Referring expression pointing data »
....

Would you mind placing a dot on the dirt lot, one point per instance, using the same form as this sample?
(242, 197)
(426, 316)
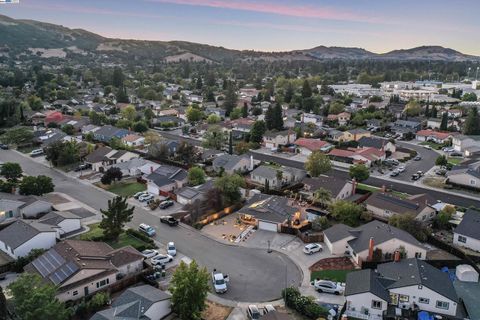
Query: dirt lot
(216, 311)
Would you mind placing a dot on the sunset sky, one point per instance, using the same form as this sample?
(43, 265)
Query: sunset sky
(270, 25)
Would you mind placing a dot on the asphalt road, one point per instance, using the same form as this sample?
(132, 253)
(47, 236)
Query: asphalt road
(255, 275)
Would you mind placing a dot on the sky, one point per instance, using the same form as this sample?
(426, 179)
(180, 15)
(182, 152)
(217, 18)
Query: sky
(270, 25)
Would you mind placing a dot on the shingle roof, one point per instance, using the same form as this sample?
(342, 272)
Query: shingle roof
(470, 225)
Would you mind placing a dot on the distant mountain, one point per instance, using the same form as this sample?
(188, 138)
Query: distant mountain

....

THE PROBLEM »
Pictures aside, repeat every line of the data above exactly.

TASK RESULT »
Would you mind placing a dot on the dirt lot, one point per instance, using the same form as this sample?
(242, 197)
(426, 316)
Query: dirt lot
(216, 311)
Would you mind placing a dot on the sunset sky, one point per instance, using the same form as this sample?
(43, 265)
Query: sunset sky
(270, 25)
Would you mind placing a dot on the asphalt road, one point per instance, using the same form as this sample?
(132, 253)
(47, 236)
Query: asphalt road
(255, 275)
Would you mind placing a dot on the sky, one point per instance, using the same form as this sample?
(426, 179)
(180, 15)
(182, 152)
(217, 18)
Query: sky
(270, 25)
Would you mind placing a dot on the shingle roof, one point per instance, using the same form as this sample?
(342, 272)
Query: shingle roof
(470, 225)
Would you mind placing a dot on the distant mountain, one point per instance, using the same form as this sample?
(188, 138)
Query: distant mountain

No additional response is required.